— START Excerpted records —
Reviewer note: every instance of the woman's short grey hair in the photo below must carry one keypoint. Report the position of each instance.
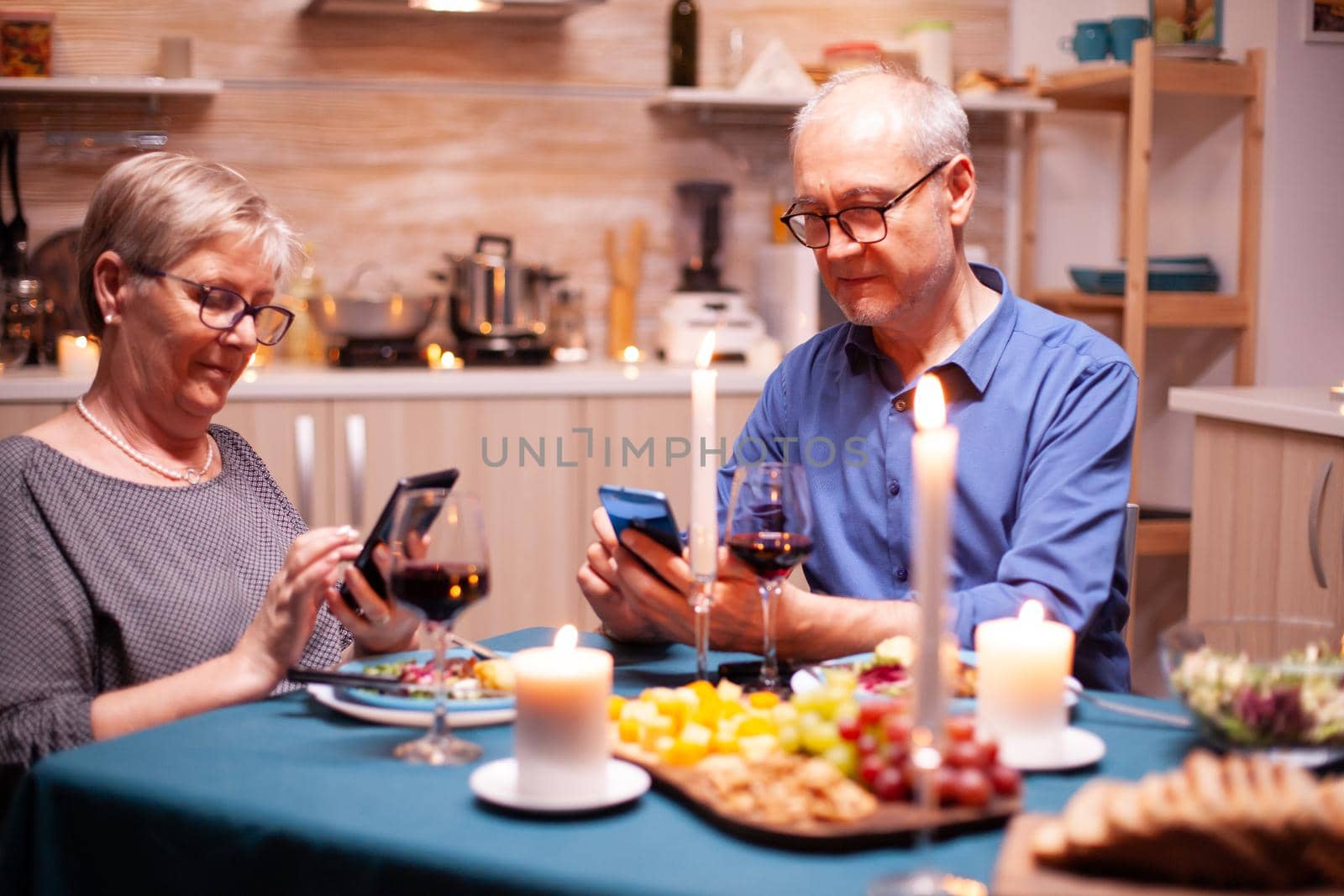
(936, 125)
(158, 208)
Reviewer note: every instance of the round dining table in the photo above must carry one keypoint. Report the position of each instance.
(288, 795)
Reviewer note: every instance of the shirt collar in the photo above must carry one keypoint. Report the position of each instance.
(978, 356)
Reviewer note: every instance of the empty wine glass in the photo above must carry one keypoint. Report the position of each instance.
(770, 531)
(440, 567)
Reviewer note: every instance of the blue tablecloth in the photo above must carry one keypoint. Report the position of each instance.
(288, 795)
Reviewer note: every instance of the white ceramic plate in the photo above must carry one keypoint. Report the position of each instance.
(1077, 748)
(496, 782)
(327, 696)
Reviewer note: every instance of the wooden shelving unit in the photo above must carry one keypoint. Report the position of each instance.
(1129, 90)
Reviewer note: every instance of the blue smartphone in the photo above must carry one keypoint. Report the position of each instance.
(383, 528)
(644, 511)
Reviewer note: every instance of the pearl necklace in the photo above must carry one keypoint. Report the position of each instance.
(187, 474)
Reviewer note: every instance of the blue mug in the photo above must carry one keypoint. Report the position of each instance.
(1090, 40)
(1124, 33)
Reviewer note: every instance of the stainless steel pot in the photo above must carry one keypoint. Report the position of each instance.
(497, 297)
(365, 311)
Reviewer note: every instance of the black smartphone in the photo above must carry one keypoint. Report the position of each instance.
(383, 528)
(644, 511)
(749, 672)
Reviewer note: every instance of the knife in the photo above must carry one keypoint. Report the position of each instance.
(374, 683)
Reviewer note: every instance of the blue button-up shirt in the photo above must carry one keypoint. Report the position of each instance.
(1046, 412)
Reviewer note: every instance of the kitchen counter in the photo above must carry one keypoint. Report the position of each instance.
(555, 380)
(1307, 409)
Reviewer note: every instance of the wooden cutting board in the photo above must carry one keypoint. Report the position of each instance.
(891, 824)
(1018, 873)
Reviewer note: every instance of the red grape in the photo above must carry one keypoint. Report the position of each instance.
(961, 727)
(890, 785)
(964, 754)
(972, 788)
(1007, 782)
(873, 711)
(897, 727)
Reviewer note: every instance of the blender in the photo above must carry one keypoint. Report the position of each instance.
(702, 302)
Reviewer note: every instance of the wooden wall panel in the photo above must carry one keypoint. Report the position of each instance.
(396, 140)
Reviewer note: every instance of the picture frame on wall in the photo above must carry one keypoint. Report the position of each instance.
(1324, 20)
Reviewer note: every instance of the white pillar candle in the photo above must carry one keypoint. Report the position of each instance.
(934, 452)
(561, 734)
(1021, 683)
(705, 493)
(77, 356)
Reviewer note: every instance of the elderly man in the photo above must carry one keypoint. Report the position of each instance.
(1045, 407)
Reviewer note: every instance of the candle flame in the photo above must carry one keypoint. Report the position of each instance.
(566, 638)
(931, 409)
(1032, 611)
(706, 354)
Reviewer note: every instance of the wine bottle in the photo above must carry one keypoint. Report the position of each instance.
(682, 46)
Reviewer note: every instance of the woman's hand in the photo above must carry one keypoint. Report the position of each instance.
(279, 633)
(386, 626)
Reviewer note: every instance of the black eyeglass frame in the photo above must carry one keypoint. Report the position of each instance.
(882, 210)
(246, 309)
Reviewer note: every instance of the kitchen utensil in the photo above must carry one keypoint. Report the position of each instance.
(373, 683)
(479, 649)
(18, 226)
(625, 285)
(370, 308)
(55, 264)
(496, 296)
(8, 265)
(1073, 685)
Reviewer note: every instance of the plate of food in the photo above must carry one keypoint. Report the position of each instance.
(886, 672)
(472, 684)
(810, 772)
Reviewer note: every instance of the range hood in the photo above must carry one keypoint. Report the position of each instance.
(475, 8)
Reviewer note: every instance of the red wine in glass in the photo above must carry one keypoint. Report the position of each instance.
(440, 590)
(770, 553)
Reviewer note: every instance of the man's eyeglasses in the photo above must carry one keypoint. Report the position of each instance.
(860, 223)
(223, 308)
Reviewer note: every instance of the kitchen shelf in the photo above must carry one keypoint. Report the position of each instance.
(1106, 85)
(534, 9)
(116, 85)
(1163, 537)
(1166, 311)
(719, 105)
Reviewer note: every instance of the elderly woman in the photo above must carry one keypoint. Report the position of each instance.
(151, 566)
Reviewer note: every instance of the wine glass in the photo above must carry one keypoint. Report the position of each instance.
(440, 567)
(770, 531)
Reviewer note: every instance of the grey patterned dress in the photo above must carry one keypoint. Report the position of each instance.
(107, 584)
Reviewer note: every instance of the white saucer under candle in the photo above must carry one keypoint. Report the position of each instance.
(561, 735)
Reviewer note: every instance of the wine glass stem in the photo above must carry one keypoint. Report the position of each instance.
(770, 590)
(438, 631)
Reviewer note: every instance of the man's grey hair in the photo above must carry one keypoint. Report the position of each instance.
(934, 127)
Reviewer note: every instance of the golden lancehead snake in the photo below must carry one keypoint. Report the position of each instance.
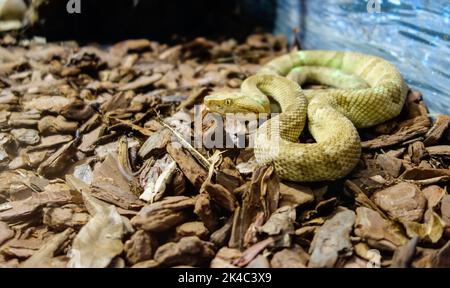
(365, 91)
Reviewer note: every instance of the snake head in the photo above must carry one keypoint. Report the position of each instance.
(235, 102)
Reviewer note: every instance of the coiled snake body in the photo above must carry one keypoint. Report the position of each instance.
(365, 91)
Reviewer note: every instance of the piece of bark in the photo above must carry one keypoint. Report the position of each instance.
(440, 150)
(27, 209)
(437, 130)
(220, 237)
(224, 257)
(155, 144)
(259, 262)
(390, 164)
(378, 232)
(100, 240)
(295, 195)
(221, 196)
(434, 195)
(404, 255)
(5, 233)
(195, 228)
(204, 210)
(280, 225)
(140, 247)
(164, 214)
(407, 130)
(193, 171)
(361, 198)
(445, 209)
(263, 196)
(61, 218)
(416, 152)
(188, 251)
(252, 252)
(290, 258)
(419, 173)
(441, 259)
(43, 257)
(403, 201)
(332, 240)
(229, 178)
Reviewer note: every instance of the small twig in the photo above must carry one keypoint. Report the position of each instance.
(200, 158)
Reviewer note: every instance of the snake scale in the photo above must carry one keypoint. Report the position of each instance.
(363, 91)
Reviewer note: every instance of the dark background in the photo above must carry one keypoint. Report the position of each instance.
(163, 20)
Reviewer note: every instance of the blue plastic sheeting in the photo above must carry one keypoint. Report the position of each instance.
(412, 34)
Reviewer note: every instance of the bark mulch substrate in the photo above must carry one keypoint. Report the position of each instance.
(90, 176)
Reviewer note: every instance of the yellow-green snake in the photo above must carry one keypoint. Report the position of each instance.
(364, 91)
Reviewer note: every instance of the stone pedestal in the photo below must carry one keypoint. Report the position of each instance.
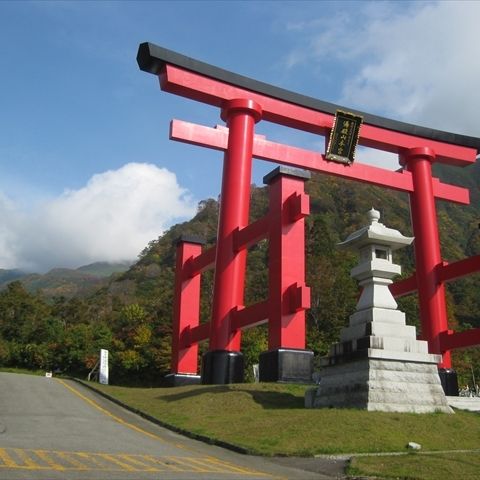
(379, 364)
(386, 369)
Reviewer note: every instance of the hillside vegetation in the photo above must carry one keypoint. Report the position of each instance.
(132, 314)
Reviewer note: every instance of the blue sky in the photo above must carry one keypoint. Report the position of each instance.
(86, 168)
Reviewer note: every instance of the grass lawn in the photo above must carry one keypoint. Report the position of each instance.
(436, 466)
(270, 419)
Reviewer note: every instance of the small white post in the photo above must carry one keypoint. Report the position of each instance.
(103, 377)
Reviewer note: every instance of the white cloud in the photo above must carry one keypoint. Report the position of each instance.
(112, 218)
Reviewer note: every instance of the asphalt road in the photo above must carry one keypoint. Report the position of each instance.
(56, 429)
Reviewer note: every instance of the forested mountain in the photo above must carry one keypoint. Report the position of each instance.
(132, 315)
(65, 282)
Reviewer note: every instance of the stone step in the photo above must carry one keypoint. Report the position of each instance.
(465, 403)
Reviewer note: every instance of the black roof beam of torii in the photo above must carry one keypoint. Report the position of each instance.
(152, 58)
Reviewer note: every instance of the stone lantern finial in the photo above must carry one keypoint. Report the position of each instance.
(373, 216)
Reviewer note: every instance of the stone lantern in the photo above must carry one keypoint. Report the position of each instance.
(378, 364)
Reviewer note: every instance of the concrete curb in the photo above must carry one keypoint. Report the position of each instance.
(173, 428)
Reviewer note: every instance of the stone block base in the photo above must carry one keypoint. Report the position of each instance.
(380, 384)
(449, 380)
(286, 365)
(179, 379)
(221, 367)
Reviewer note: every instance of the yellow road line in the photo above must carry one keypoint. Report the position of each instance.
(114, 417)
(103, 462)
(156, 437)
(116, 461)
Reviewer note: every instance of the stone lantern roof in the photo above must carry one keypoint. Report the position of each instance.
(376, 233)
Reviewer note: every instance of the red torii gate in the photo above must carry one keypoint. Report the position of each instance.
(244, 102)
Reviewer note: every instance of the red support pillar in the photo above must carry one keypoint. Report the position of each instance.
(431, 291)
(186, 313)
(224, 362)
(287, 359)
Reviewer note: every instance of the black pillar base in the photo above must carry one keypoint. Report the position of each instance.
(220, 367)
(179, 379)
(449, 380)
(286, 365)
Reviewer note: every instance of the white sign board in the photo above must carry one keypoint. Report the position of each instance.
(104, 366)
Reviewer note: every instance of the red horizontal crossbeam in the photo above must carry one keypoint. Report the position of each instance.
(192, 85)
(250, 316)
(462, 268)
(307, 159)
(445, 273)
(468, 338)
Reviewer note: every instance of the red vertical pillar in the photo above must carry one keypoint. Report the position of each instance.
(287, 359)
(431, 292)
(186, 313)
(224, 363)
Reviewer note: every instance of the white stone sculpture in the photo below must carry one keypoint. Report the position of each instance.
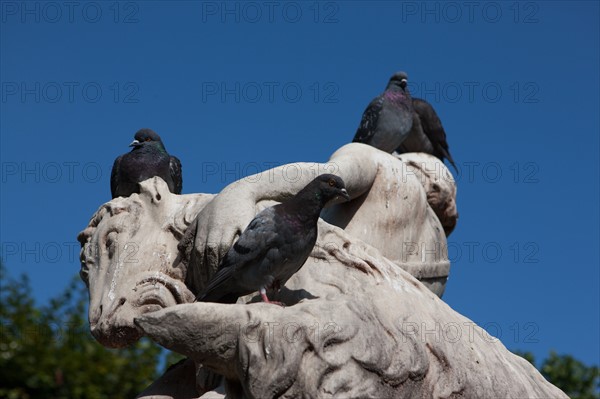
(364, 317)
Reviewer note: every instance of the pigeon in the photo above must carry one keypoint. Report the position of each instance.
(427, 133)
(275, 244)
(388, 118)
(147, 159)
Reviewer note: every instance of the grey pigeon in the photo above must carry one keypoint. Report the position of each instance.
(427, 133)
(147, 159)
(388, 118)
(275, 244)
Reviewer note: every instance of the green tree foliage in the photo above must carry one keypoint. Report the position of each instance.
(575, 378)
(48, 352)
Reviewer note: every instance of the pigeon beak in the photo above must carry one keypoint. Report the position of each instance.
(345, 194)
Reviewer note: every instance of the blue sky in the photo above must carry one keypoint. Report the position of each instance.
(238, 87)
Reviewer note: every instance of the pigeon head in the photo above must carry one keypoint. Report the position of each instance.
(398, 80)
(144, 137)
(329, 187)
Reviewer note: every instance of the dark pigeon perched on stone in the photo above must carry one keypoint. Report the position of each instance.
(427, 133)
(147, 159)
(388, 118)
(275, 244)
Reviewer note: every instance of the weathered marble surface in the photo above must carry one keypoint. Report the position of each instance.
(357, 324)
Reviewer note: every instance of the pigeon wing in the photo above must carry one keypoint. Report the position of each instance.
(114, 176)
(248, 251)
(368, 123)
(175, 170)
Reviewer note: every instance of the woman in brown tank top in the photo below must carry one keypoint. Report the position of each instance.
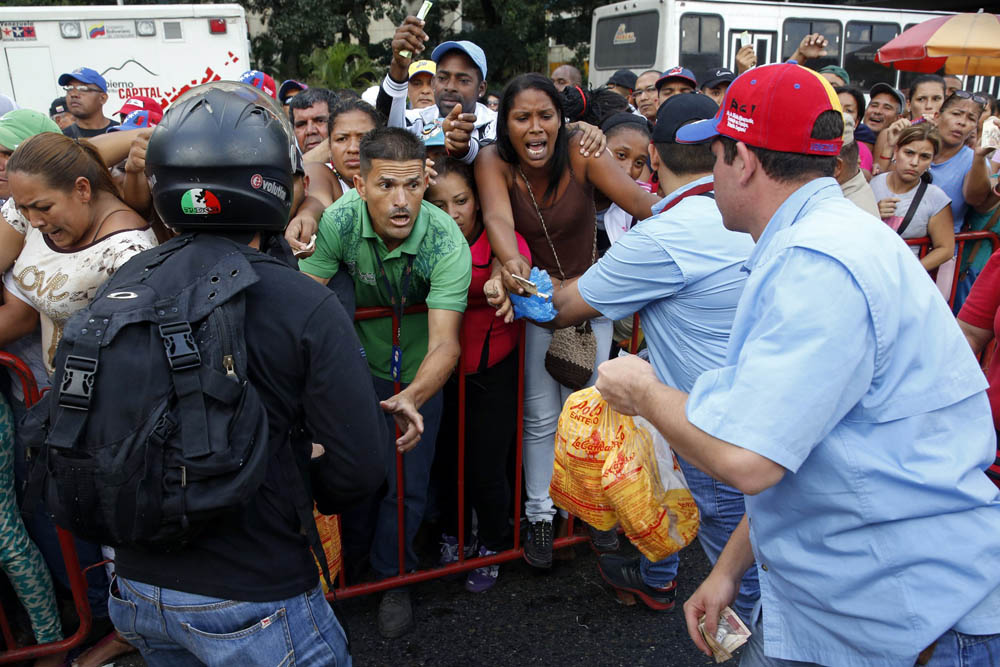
(531, 163)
— END Excerpted records —
Exercise goal: Each line from the one containing "Reviewer note: every instance of the dark pigeon" through the last line of the entries above is to be extracted exactly. Pictures are not part of the copy.

The answer:
Reviewer note: every instance of the dark pigeon perched on stone in the photo above must carry one keypoint. Report the position of each instance.
(427, 133)
(147, 159)
(388, 118)
(275, 244)
Reviewer note: every instance of the weathered marble surface in the photo above must carry one keypoint. Report the position of each instance.
(357, 324)
Reviewer note: every instance of the pigeon wing in the photo above must carry one keypoint. Report the position of each instance.
(114, 176)
(248, 251)
(368, 123)
(175, 170)
Reviewer note: every instance of the woman in brown tank top in the photo below must carry one keypoint. Report the position of each instance.
(531, 163)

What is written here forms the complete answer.